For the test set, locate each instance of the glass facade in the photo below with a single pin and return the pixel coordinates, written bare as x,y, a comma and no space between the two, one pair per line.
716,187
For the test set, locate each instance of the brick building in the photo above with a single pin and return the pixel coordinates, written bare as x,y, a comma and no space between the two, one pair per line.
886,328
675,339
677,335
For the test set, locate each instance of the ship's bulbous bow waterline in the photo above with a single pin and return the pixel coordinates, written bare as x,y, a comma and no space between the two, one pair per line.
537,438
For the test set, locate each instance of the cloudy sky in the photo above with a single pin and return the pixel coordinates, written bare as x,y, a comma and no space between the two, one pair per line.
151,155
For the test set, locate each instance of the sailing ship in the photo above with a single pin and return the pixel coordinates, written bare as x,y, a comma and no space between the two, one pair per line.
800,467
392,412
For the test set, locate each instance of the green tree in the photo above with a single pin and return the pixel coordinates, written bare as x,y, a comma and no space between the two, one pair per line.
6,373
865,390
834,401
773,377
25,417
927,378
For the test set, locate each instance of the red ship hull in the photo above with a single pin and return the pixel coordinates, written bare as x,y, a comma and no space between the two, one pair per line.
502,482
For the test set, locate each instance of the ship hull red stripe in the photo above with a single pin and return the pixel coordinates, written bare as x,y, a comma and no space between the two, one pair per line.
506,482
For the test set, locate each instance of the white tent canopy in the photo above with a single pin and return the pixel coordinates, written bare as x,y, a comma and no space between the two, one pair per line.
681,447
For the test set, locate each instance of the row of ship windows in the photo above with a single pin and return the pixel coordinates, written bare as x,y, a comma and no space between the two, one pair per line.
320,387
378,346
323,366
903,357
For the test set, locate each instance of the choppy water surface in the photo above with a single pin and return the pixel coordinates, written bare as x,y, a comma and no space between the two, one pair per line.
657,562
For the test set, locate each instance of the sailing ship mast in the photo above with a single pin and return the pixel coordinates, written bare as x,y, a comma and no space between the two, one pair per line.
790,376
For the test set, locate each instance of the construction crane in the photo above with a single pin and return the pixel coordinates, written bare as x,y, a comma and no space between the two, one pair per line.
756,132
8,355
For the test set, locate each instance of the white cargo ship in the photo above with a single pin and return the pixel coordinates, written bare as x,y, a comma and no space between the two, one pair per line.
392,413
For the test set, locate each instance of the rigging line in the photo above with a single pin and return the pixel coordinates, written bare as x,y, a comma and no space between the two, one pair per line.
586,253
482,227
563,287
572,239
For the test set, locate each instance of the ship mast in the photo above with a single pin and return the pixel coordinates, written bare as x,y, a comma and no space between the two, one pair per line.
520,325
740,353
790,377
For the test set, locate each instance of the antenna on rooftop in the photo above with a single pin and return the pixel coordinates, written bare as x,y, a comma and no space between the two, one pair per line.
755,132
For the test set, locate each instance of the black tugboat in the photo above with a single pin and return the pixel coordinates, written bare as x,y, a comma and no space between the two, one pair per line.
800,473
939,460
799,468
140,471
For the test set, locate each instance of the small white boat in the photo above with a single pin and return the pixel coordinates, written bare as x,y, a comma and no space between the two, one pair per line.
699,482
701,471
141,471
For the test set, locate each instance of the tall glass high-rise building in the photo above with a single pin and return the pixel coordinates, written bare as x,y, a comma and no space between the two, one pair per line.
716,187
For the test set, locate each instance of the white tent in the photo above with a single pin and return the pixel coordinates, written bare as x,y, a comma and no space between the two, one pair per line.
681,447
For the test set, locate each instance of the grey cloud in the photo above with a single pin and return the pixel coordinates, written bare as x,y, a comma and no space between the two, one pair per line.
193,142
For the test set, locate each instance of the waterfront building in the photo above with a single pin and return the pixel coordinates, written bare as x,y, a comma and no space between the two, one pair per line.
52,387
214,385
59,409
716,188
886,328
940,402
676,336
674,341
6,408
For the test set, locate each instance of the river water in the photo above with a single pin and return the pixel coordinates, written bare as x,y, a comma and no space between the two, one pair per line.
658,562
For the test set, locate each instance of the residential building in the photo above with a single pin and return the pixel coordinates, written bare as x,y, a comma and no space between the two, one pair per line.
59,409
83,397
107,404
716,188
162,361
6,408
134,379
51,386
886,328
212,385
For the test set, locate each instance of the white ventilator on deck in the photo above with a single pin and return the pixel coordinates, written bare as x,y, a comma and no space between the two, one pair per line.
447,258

###

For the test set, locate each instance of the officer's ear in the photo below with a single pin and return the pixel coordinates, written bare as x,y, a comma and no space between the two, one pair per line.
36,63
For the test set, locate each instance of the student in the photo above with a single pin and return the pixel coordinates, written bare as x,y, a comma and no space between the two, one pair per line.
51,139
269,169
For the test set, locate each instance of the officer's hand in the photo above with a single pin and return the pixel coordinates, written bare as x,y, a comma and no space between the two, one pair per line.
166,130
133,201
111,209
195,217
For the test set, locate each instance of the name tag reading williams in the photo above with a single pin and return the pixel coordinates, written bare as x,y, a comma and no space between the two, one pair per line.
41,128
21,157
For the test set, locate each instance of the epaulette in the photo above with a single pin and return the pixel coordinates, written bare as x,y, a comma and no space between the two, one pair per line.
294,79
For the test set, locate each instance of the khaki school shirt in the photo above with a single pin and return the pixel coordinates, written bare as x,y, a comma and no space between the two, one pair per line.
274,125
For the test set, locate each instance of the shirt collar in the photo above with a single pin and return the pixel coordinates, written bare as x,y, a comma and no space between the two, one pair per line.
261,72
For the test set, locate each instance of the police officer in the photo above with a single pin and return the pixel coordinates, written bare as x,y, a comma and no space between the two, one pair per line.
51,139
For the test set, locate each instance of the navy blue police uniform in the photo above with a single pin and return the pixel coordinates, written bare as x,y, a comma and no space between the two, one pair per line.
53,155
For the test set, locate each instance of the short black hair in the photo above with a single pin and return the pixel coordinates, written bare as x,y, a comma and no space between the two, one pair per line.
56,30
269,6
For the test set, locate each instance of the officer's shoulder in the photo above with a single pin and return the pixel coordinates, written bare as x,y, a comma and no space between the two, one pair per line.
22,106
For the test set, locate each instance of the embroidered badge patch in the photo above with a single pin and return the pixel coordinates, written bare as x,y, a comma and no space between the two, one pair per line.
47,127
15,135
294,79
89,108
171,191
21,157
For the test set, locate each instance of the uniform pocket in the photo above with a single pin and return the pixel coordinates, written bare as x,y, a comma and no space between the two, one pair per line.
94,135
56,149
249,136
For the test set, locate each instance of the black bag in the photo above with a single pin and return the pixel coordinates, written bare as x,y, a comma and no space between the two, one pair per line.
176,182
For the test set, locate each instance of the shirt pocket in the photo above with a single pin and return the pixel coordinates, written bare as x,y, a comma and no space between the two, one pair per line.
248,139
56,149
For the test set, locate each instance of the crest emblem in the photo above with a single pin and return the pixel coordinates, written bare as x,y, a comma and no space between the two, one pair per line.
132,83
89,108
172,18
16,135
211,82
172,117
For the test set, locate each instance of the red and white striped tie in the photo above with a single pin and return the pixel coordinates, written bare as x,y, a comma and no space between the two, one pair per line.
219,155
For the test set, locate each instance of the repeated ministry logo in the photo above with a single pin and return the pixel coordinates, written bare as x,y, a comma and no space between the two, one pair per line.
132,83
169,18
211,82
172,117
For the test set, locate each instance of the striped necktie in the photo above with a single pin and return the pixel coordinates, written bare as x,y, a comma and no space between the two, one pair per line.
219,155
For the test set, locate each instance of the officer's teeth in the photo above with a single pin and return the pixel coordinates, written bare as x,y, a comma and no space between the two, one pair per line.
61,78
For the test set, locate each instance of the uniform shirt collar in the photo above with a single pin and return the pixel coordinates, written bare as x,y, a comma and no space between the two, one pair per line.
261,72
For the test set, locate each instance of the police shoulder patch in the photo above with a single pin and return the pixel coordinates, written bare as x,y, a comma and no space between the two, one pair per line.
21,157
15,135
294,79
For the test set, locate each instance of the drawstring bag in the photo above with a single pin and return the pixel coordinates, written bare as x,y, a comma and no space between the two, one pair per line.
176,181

###

* _The request_: Count how many lines of the records above contain the string "glass", and give only that number.

* _Solution_: 2